What to work on =
A – Answer each question from the commentary on state-dependent value representation, one answer per line, marked (i), (ii) and (iii).
(i) What do rats do when they are in a salt-deficient state?
(ii) Which thinker is credited with proposing that a monetary unit is worth more in poverty than in affluence?
(iii) Which theory is given as an example of incorporating reference points into value functions?
B – In the commentary on state-dependent value representation, recast the paragraph beginning "Since its inception in the seventeenth century" as a bulleted list that keeps its main facts.
C – Extend the commentary on state-dependent value representation, picking up after its final sentence.

Provided passage =
+ + +
Frontiers Commentary ARTICLE
State-dependent value representation: evidence from the striatum
- 1Laboratory for Social and Neural Systems Research, Department of Economics, University of Zurich, Zurich, Switzerland
- 2Neuroeconomics Laboratory: Reward and Decision-Making, CNRS, UMR 5229, Université de Lyon, Université Claude Bernard Lyon 1, Lyon, France
- 3Center for Information and Neural Networks, National Institute for Information and Communications Technology, Osaka, Japan
- 4Computational and Biological Learning Lab, Department of Engineering, University of Cambridge, Cambridge, UK
A commentary on
Encoding of aversion by dopamine and the nucleus accumbens
by McCutcheon, J. E., Ebner, S. R., Loriaux, A. L., and Roitman, M. F. (2012). Front. Neurosci. 6:137. doi: 10.3389/fnins.2012.00137
by Porcelli, A. J., Lewis, A. H., and Delgado, M. R. (2012). Front. Neurosci. 6:157. doi: 10.3389/fnins.2012.00157
The ability to distinguish good from bad options, to approach the former and avoid the latter, forms the basis of successful behavior. This ability is expressed in value-based decisions, which in turn is thought to depend largely on the process of reinforcement learning. In order to adaptively determine the value of different actions, organisms need to take external as well as internal states into account (e.g., Rangel et al., 2008). For example, finding shelter may be more valuable in a cold environment than in a warm environment. Internal states can also affect valuation, as illustrated for instance by salt appetite (Berridge et al., 1984; Tindell et al., 2009; Robinson and Berridge, 2013): In the normal (non-salt-deficient) state, rats do not usually ingest extremely salty solutions or approach cues that predict them. However, in a salt-deficient state, they do. This pattern of behavior is compatible with the notion that state information can have such a profound impact on value computation that a previously bad option becomes good (Dayan and Berridge, 2014).
Since its inception in the seventeenth century, economic choice theory has gradually come to recognize the importance of internal and external states on valuation. While it was initially thought that a given monetary unit was worth the same no matter how wealthy one is (Pascal), it was later proposed that the value of a given monetary unit is greater when one is in a state of poverty as compared to one of affluence (Bernoulli). In the last century, researchers found that our expectations also affect valuation and accounted for this finding by incorporating reference points into value functions (e.g., prospect theory: Kahneman and Tversky, 1979; see also Koszegi and Rabin, 2006). For example, we value a salary raise of USD 200 less when we originally expected to receive a raise of USD 400 than when we did not expect to receive any raise at all. Thus, the value of an option can also depend on cognitive states.
+ + +
Material provided =
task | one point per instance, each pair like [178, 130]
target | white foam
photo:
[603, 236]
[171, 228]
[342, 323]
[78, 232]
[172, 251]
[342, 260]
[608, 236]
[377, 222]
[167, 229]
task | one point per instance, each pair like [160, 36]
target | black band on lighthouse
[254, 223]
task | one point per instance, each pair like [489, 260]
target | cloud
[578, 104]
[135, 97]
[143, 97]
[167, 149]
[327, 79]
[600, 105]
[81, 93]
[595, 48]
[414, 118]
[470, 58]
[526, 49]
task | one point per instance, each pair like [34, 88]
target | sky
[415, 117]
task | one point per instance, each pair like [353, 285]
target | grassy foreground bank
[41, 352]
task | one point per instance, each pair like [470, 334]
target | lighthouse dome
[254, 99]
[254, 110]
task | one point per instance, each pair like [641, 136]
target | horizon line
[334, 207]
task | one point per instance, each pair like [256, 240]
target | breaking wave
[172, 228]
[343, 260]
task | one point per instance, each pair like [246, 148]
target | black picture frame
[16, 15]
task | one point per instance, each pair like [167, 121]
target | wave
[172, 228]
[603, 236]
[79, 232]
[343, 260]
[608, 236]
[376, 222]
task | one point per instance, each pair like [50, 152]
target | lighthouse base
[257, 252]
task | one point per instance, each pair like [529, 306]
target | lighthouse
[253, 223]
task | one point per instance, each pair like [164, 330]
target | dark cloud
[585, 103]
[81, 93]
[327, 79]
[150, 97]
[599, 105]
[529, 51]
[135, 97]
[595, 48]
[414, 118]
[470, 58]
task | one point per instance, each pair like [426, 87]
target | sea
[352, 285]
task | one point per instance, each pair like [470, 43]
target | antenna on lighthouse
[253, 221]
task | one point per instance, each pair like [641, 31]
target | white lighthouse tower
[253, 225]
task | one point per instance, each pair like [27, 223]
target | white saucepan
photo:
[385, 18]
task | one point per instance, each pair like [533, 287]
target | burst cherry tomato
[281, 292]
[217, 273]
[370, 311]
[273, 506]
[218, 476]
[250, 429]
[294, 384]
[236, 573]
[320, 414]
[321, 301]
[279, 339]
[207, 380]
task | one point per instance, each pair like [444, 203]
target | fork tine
+ + +
Per-task answers =
A –
(i) They ingest extremely salty solutions and approach cues that predict them.
(ii) Bernoulli.
(iii) Prospect theory (Kahneman and Tversky, 1979).

B –
- Since the seventeenth century, economic choice theory has increasingly recognized that internal and external states affect valuation.
- Initially (Pascal), a monetary unit was thought to be worth the same regardless of wealth.
- Later (Bernoulli), a monetary unit was proposed to be worth more in poverty than in affluence.
- In the last century, researchers found that expectations affect valuation and added reference points to value functions (e.g., prospect theory; Kahneman and Tversky, 1979; see also Koszegi and Rabin, 2006).
- Example: a USD 200 raise is valued less when a USD 400 raise was expected than when no raise was expected.
- Thus, an option's value can also depend on cognitive states.

C –
The states and other variables that influence valuation are manifold and include not only financial status and expectations, but also mood, emotion, motivation, previous learning, and social aspects. Still, little is known about how state information influences valuation at the neural level. Two recent publications (McCutcheon et al., 2012; Porcelli et al., 2012) addressed this question. The two studies used different techniques (dopamine voltammetry vs. functional magnetic resonance imaging), different model organisms (rats vs. humans), and different value-impacting state parameters (previous learning vs. stress). Despite these differences, both studies found that striatal value signals are state-dependent.
In the first study, McCutcheon et al. (2012) measured dopamine release in the nucleus accumbens shell following intra-oral infusion of sucrose. In half of the rats, sucrose was rendered aversive by pairing it with induced nausea (via injection of lithium chloride just after sucrose consumption). In the other half of the rats, nausea induction and sucrose consumption occurred on different days, so sucrose remained appetitive. As expected, aversive sucrose elicited fewer appetitive and more negative orofacial responses. Neurobiologically, unlike appetitive sucrose, aversive sucrose reduced accumbens dopamine concentration compared to baseline, even though the sensory properties of the sucrose were held constant in the two conditions. This finding converges with several previous reports of reduced dopamine firing and concentrations induced by aversive stimuli (for review, see McCutcheon et al., 2012). Conversely, appetitive sucrose elicited a (weak) increase in dopamine, in line with previous voltammetry data (Roitman et al., 2008) and a wealth of previous findings implicating dopamine in reward processing (for a review, see Daw and Tobler, 2013).
The reduction in accumbens dopamine concentration in response to aversive sucrose shows that learning can change the value of a primary appetitive stimulus and provides a pharmacological foundation to the reduction in striatal activation observed in imaging studies in which participants' reward expectations were disappointed (e.g., McClure et al., 2003; O'Doherty et al., 2003; Pessiglione et al., 2006; Burke et al., 2010; Kahnt et al., 2012).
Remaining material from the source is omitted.